▸ **REQUIRED ACTION**: Which lines below include the string "vehicle"? Please show each one.

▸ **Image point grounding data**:
▽

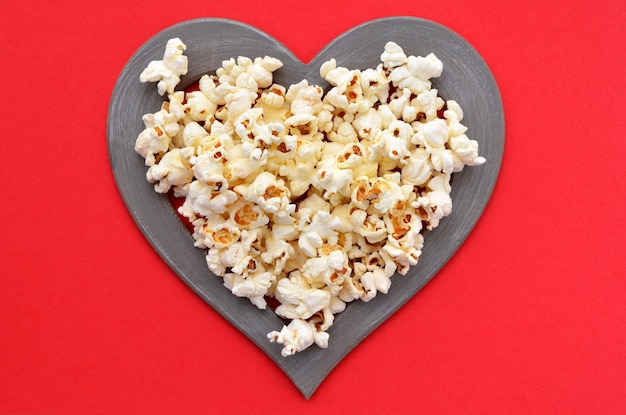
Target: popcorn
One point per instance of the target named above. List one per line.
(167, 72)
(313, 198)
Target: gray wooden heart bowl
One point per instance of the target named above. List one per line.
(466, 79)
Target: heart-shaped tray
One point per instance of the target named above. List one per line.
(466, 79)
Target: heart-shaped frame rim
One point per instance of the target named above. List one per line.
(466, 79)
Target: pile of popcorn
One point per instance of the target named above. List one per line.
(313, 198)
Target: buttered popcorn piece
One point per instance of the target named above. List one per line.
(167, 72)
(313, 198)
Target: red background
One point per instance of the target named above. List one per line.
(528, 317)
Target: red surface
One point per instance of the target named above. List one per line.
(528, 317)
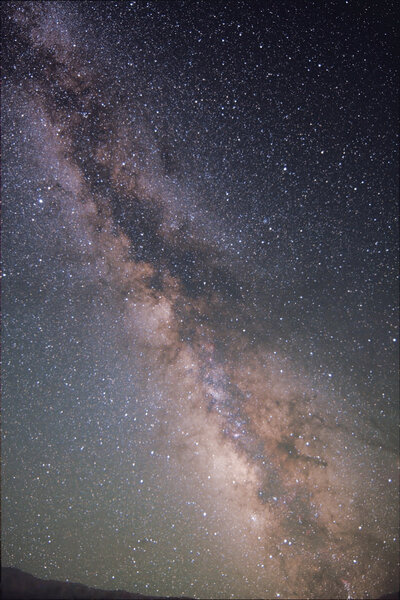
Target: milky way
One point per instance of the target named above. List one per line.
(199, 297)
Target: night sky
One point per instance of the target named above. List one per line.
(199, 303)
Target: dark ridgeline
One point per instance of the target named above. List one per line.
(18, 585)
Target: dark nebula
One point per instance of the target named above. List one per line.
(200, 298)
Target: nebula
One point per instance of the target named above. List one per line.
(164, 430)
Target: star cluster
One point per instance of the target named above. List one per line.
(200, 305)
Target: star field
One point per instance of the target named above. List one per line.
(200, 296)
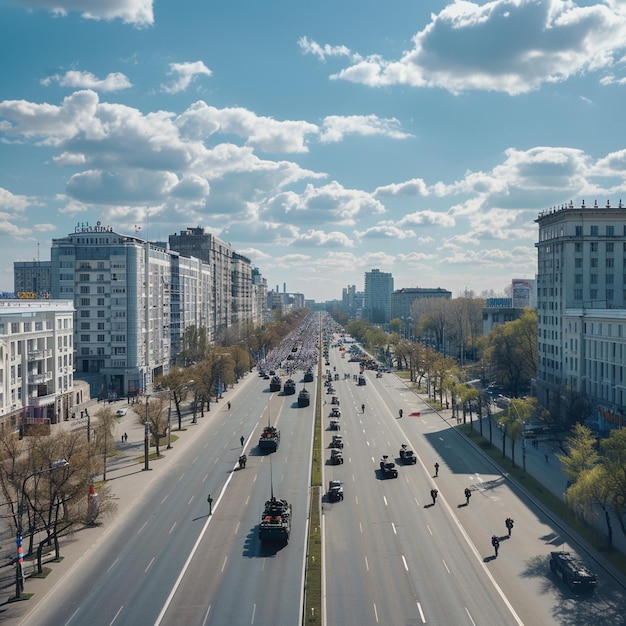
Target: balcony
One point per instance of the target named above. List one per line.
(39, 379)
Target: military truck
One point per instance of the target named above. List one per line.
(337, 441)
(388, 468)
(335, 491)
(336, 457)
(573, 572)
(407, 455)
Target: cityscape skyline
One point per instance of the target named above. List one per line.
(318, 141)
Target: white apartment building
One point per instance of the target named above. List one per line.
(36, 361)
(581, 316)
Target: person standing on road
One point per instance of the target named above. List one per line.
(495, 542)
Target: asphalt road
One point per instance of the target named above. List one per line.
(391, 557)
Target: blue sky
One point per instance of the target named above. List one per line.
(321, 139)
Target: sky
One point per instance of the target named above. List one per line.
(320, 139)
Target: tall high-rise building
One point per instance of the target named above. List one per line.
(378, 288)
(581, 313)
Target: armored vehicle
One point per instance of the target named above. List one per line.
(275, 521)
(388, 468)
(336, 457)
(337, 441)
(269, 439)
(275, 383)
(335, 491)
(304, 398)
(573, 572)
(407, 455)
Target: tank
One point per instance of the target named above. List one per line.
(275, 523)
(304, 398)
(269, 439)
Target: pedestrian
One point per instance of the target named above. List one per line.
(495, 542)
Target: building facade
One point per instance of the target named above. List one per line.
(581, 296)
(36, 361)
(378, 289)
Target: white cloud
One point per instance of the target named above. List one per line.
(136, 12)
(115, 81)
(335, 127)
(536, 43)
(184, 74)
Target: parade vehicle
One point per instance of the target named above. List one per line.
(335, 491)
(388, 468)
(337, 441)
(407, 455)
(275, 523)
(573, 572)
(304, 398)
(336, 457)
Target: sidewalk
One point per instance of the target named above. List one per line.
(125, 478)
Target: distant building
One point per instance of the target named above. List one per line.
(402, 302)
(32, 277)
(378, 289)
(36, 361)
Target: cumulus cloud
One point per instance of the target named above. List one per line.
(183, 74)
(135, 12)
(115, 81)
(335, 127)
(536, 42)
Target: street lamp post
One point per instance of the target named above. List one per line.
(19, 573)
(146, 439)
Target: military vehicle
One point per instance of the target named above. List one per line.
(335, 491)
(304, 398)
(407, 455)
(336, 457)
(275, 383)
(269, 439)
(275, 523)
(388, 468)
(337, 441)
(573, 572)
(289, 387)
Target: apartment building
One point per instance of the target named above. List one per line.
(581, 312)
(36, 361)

△
▽

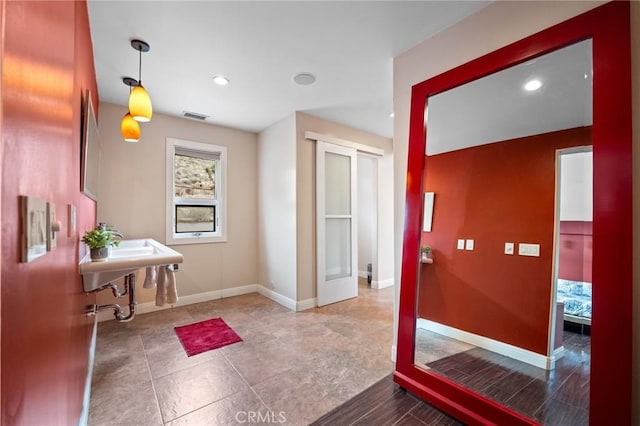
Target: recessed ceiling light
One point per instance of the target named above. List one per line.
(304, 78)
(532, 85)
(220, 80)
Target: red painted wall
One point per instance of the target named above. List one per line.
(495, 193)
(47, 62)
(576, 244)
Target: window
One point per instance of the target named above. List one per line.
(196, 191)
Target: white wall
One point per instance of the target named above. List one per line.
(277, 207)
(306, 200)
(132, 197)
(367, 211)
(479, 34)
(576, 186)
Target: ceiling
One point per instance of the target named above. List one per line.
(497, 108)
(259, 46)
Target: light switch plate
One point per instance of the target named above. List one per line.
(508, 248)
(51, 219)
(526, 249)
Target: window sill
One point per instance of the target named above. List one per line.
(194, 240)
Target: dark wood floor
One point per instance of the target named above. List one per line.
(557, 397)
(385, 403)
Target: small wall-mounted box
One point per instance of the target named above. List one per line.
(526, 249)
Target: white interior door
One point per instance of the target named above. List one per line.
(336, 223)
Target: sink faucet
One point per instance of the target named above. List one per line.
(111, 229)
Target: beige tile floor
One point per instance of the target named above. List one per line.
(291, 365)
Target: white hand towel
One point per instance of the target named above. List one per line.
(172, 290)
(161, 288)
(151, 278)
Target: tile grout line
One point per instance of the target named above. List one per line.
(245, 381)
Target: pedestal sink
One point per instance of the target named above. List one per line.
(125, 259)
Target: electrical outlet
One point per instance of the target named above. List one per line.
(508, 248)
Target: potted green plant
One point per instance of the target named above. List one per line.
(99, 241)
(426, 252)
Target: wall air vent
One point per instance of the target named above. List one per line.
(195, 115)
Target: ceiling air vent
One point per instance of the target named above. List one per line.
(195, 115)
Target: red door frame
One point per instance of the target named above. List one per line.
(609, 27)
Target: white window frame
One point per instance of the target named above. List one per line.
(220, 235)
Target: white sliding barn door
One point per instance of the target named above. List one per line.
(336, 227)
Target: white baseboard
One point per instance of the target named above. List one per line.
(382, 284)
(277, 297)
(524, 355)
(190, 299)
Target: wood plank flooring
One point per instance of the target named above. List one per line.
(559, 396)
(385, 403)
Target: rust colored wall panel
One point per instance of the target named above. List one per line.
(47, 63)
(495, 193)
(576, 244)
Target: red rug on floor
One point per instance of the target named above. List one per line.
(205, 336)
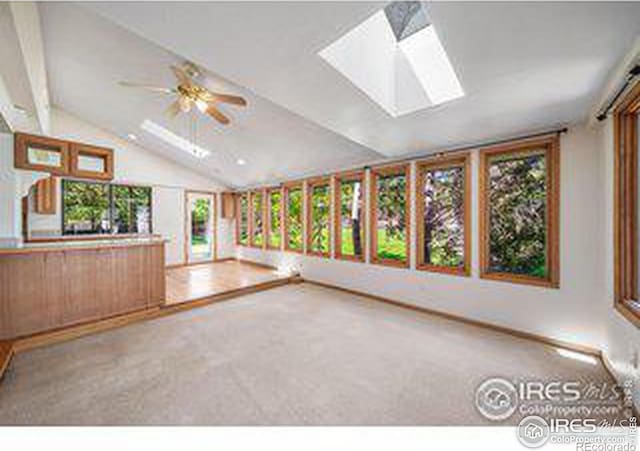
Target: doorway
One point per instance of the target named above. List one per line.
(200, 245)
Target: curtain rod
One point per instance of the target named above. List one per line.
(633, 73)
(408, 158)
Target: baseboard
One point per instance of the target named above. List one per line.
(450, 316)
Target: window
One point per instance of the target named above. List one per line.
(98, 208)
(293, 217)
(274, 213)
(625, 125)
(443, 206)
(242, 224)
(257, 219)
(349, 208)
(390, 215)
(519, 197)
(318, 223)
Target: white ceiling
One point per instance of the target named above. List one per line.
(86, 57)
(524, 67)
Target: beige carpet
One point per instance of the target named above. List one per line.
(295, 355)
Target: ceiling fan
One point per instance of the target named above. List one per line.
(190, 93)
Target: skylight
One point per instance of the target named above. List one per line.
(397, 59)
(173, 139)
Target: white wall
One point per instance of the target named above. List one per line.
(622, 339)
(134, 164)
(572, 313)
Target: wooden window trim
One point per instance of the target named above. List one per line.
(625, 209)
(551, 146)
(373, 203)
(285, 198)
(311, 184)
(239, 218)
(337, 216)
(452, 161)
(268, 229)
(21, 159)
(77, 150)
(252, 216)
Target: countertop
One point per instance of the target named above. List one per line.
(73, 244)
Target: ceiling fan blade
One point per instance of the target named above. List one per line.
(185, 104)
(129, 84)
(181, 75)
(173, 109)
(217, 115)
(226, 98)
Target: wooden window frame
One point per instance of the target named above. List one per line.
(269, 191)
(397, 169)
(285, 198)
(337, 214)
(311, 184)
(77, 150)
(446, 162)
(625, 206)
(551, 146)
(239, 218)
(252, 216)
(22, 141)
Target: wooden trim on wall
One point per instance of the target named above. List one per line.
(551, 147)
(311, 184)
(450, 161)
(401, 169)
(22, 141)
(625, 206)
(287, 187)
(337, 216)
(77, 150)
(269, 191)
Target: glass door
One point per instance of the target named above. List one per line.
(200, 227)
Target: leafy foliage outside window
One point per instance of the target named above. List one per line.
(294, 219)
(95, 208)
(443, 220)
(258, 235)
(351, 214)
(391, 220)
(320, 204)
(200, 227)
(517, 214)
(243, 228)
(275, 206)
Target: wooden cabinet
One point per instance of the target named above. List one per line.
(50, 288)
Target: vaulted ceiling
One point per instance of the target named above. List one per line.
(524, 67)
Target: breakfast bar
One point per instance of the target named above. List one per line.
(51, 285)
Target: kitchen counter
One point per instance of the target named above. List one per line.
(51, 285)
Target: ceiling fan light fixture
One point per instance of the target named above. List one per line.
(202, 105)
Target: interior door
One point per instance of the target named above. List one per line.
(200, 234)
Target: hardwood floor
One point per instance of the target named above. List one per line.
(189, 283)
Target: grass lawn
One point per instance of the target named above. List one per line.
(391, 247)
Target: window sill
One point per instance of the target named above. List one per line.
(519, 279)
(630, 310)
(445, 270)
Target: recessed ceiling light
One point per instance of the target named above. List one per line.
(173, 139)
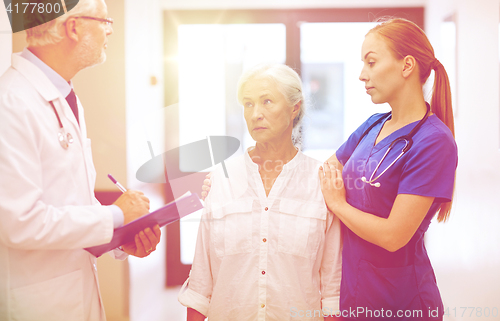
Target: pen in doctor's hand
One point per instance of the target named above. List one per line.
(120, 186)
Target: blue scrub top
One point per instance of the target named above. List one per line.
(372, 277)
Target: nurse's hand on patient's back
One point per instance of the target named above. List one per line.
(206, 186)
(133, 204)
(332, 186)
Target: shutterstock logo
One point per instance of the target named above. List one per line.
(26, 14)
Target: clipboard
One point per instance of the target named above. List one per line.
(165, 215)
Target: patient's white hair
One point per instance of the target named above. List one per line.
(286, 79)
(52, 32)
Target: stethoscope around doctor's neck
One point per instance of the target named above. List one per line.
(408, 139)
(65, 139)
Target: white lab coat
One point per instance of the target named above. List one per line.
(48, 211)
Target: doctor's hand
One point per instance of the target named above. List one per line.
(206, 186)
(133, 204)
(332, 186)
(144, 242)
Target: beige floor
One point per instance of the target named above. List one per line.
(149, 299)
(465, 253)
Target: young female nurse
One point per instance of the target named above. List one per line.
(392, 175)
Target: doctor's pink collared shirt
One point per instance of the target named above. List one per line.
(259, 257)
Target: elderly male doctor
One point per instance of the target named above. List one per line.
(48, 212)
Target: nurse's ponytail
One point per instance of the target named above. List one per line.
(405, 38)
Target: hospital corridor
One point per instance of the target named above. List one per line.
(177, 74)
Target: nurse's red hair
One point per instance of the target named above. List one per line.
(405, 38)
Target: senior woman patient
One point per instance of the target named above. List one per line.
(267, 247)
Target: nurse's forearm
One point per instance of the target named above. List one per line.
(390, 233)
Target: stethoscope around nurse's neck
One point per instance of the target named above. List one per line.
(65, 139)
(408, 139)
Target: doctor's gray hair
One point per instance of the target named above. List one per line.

△
▽

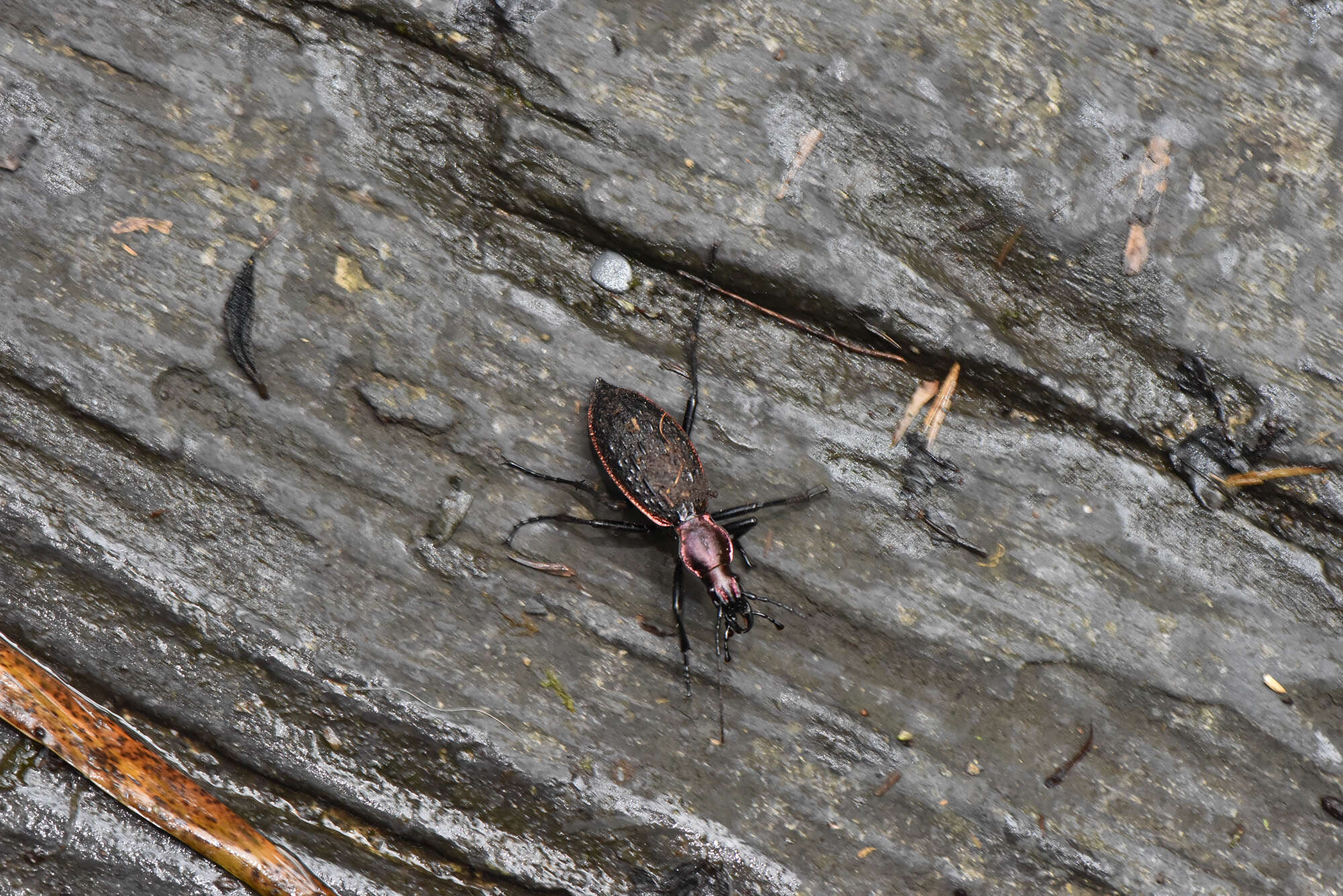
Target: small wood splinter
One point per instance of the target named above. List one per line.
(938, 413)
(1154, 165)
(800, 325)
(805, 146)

△

▸ **WRITTEN ANSWER**:
Target: armored vehicle
Target: parade vehicle
Target: military vehicle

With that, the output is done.